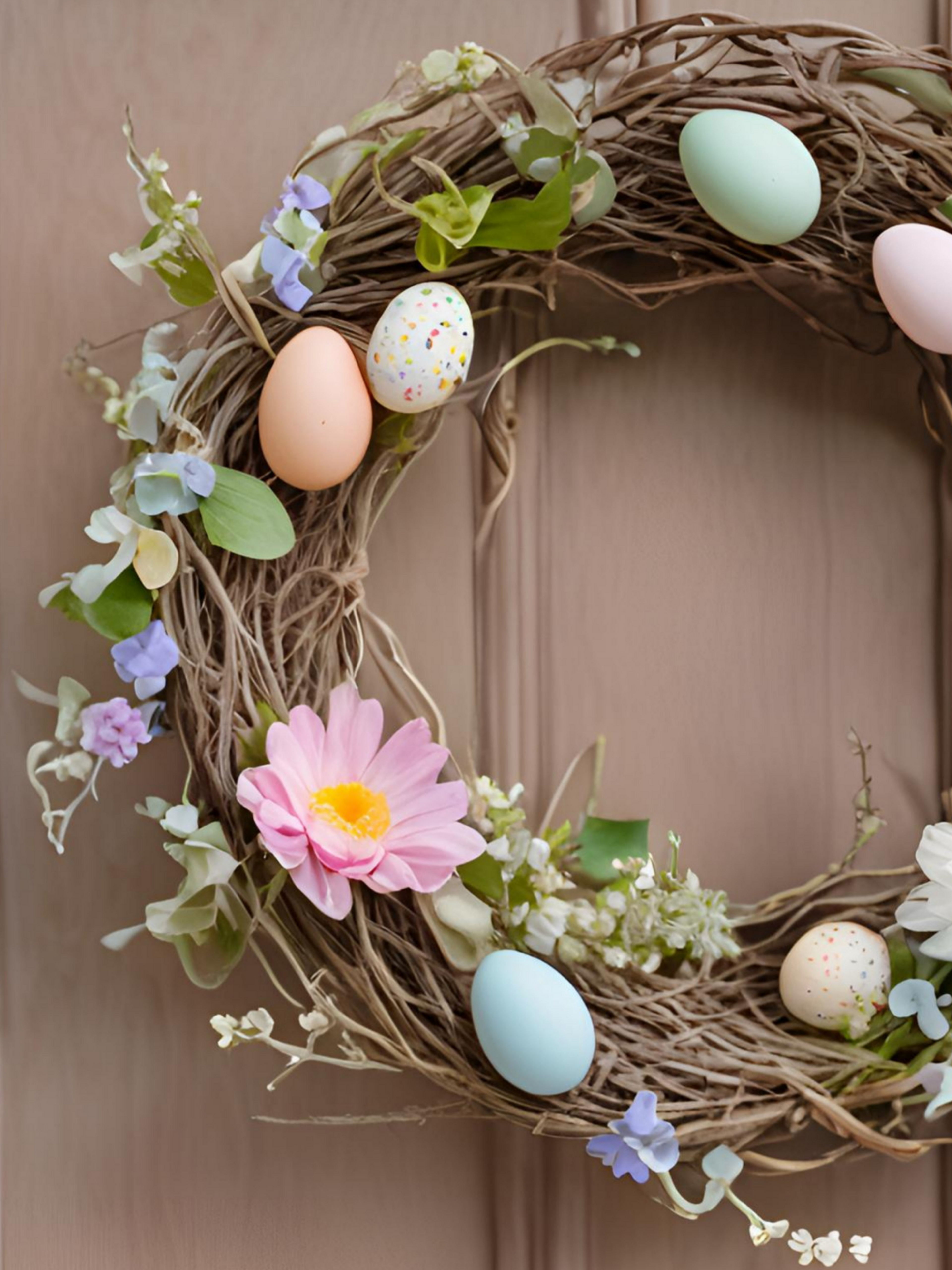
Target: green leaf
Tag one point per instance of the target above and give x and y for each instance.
(456, 214)
(191, 284)
(484, 876)
(601, 843)
(245, 516)
(253, 741)
(928, 91)
(550, 110)
(125, 607)
(395, 434)
(595, 189)
(433, 252)
(529, 224)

- _WHAT TO WORK ON_
Could you restate every line of the records, requests included, with each coordinate in the answers scaled by 2.55 and rounded to a whole number, halves rounding up? Leave out the pictures.

- _WRITTEN REPLY_
Target: green leaf
Tag one point per instance of the target above and give x and y for each instance.
(1163, 546)
(487, 724)
(1234, 2234)
(1533, 2150)
(625, 1316)
(645, 1890)
(2366, 232)
(1403, 281)
(319, 1548)
(1007, 1107)
(1517, 482)
(1104, 643)
(1349, 571)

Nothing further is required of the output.